▶ _LIST OF TASKS_:
1) Summarize the forum thread about picking up a new trailer in two sentences.
2) In the forum thread about picking up a new trailer, on which road does the poster expect to be seen towing the new Outback?
3) Continue the forum thread about picking up a new trailer from where it stops.

▶ _TEXT SEGMENT_:
.....
# Today's The Day



## Acadia Hiker (May 29, 2007)

We leave to pick up our new 29BHS in about an hour. It's a 1 1/2 hour drive to get there pulling our 2001 Coleman Utah pop-up and memories behind us. Melancholy mood with that. I woke up during the night and l looked at the clock and thought to myself, "What? You mean it's only 2:30???" Excited? Just a bit.









Nervous is also a good word at the moment. I've never pulled a barn door like this before. We'll be mostly on four-lanes, and the good news is, it is a lightly-used interstate, so I 'm glad I have the opportunity to get some miles under my belt before I hit big cities and interchanges on our camping trips to come. What I am most concerned about is backing this monster up my driveway, which is a little wider than my Tundra, with the house on one side of it. Patience, I tell myself.

So, if you are out there later today and see a blue Tundra pulling a new Outback on I-86 West in southern New York, smile and give us a







. Today we become 'Outbackers!'

I'll post an update and pictures later. Tonight, 'Camp Driveway.'


----------



## egregg57 (Feb 13, 2006)

Acadia Hiker said:


> We leave to pick up our new 29BHS in about an hour. It's a 1 1/2 hour drive to get there pulling our 2001 Coleman Utah pop-up and memories behind us. Melancholy mood with that. I woke up during the night and l looked at the clock and thought to myself, "What? You mean it's only 2:30???" Excited? Just a bit.
> 
> 
> 
> ...
.....
▶ _DATA SEGMENT_:
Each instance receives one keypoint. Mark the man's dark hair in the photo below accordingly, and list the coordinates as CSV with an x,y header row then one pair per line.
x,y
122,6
.....
▶ _TASK-BY-TASK ANSWERS_:
1) Acadia Hiker is about to drive an hour and a half to pick up a new 29BHS, towing the family's 2001 Coleman Utah pop-up there, and feels melancholy, excited and nervous all at once. Having never pulled a trailer that size, Acadia Hiker is glad to start on a lightly used interstate but is most worried about backing it up a driveway only a little wider than the Tundra, and plans to post an update and pictures from 'Camp Driveway' that night.

2) On I-86 West in southern New York.

3)
 Outstanding! Take your time on your PDI. Look everything over well and be nit picky. It's the time to get things corrected IF there is anything a-miss. Congratulations and welcome aboard! If you need any help, have questions or just want to share you've come to the right place! Enjoy your new unit! You haven't given up your Coleman. She gave you many great memories and adventures and you're helping some one else enjoy her too. Now you have taken a big step up and another page is turned on new things to see, do and experience...all in a nice white rolling suite!

AHHH!! that new Outback smell!!!

Eric


----------



## tdvffjohn (Mar 10, 2005)

The anticipation of picking up a new trailer. We all remember the feeling well. Enjoy the day









John


----------



## mswalt (Sep 14, 2004)

> What I am most concerned about is backing this monster up my driveway, which is a little wider than my Tundra, with the house on one side of it. Patience, I tell myself


Congrats on your new Outback! You're gonna love it.

I know what you mean about backing. I got my 31RQS home from the service depatrment yesterday after having some minor repairs made ($260) and lo, and behold, a new neighbor in the storage lot. A 45-foot Class A coach is parked right next to my space. Did I mention there is another 35-foot Class A on the other side, with a big steel beam delineating the space between us? I had to back my "little" 31 in between them. I didn't have the luxury to be able to swing around from the side. Had to pretty much back in blind, by myself. In and out to check the distance, make adjustments, then back up ever so slowly until I got it in! No sweat!









Good luck. Just take your time.

Mark


----------



## Doxie-Doglover-Too (Jan 25, 2007)

there are the Tundra owners who will surely tell you that with a Tundra, you got it made! they may even say something like " the Tundra can back the tt in all by itself" but all know only a Dodge can do that!







hee!hee!

Enjoy your new addition and post pix! remember to read the posts about airing her out because of the fumes! Happy Camping!


----------



## Eric&Lesley (Jul 26, 2006)

You are going to love the 29BHS - it's an excellent choice







Have a great time at "Camp Driveway." I think nearly all of us visited that place on the first night!


----------



## battalionchief3 (Jun 27, 2006)

Nice choice.....I guess that Tundra can pull it....


----------



## prevish gang (Mar 19, 2006)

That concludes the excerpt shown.